*Work instructions:*
1: List every reply time in the forum thread that is later than 8:30.
2: Write the next part of the forum thread about sunny-day pastimes and wearing pants to work, starting right after its last sentence.

*Source extract:*
It's nice and sunny today. What would be your activity of choice if you had some money?

Alt: Do you always wear pants to work?
(, Thu 27 May 2010, 8:14, 79 replies, latest was 16 years ago)
It's flippin' cold and grey here
Learning to fly an aeroplane would be my passtime of choice if money was no object.

Pants are essential at work. They give support and confidence.
(, Thu 27 May 2010, 8:22, Reply)
Learning to fly sounds cool
and then I remember my crippling fear of heights. I can't help feeling this would be a disadvantage.
(, Thu 27 May 2010, 8:24, Reply)
It's odd.
I am generally crap with heights. I stood on the garage roof the other day to fix something. It wasn't dangerous at all, and I was at most 7' from the ground. But I was shaking like a shitting dog.

Conversely, being in an aeroplane doesn't bother me at all. I've had a go at flying a light aircraft and the height thing wasn't an issue.
(, Thu 27 May 2010, 8:27, Reply)
I find that about the fear of heights.
I have to survey work on customers' roofs, and it takes all my bottle to do the work.

Planes though, no problem.
(, Thu 27 May 2010, 8:30, Reply)
You know, I think you're right
I don't get terribly nervous as a passenger. As long as it wasn't an open cockpit I suspect I'd be ok.
(, Thu 27 May 2010, 10:11, Reply)
I think I'd be cruising in a small launch
on the Med, or perhaps the Caribbean.

I also wear pants to work, but some folk go commando, and I wondered if they also do so at work.
(, Thu 27 May 2010, 8:25, Reply)
I just imagine the screaming as one pulls one's zip up through one's pubes.
This has never happened to me, its just the thought, or the look of a tuft of pubes in a zip, to the general public.
(, Thu 27 May 2010, 8:33, Reply)
You know,
that's a good point, and one which I have never considered. It's not something that's occurred on the few occasions on which I've gone commando, but it is indeed a real risk.
(, Thu 27 May 2010, 8:34, Reply)
I feel like a wise old sage now.

(, Thu 27 May 2010, 8:35, Reply)
Well I think you should have one, then.

(, Thu 27 May 2010, 8:53, Reply)
Pubes? Pah!
Try trapped foreskin. Now THAT fucking hurts. Lots. And I wasn't even commando.
The sight of the little bit of skin caught in the zip with a small gradual seepage of claret can (and did) bring a person to his knees.

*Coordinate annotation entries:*
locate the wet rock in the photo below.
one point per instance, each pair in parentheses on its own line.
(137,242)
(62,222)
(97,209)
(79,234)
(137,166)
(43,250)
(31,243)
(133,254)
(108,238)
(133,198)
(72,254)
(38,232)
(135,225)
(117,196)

*Per-task outputs:*
1: 10:11, 8:33, 8:34, 8:35, 8:53

2:
Interesting scars though.
(, Thu 27 May 2010, 8:54, Reply)
Oh
I must admit to having done something similar. I was having a wee when the relative position of penis and zip shifted, such that the open teeth of the zip caught the underside of my cock.

It's quite a delicate operation to rescue that situation.
(, Thu 27 May 2010, 8:57, Reply)
I actually zipped up and caught foreskin in the zip.
I had pulled the zipper so hard it went straight over the foreskin and caught the little bit of it actually in the zipped up bit.
After much trying to unzip (that FUCKING HURT so much I need to shout even now) I eventually decided to break the zip open.
Oh the relief.
Then the blood.
Yeuk.
(, Thu 27 May 2010, 9:13, Reply)
How'd you get the beans above the frank?

(, Thu 27 May 2010, 9:29, Reply)
?????
The meat was in it's usual place above the two veg. I caught foreskin not nutsack.
(, Thu 27 May 2010, 9:55, Reply)
Something about Mary

(, Thu 27 May 2010, 9:56, Reply)
HaHa.
Now I remember. Perhaps I had blocked that from memory. Too close for comfort.
(, Thu 27 May 2010, 11:08, Reply)
Chilly, windy and altogether grim in the parish of Finchley today.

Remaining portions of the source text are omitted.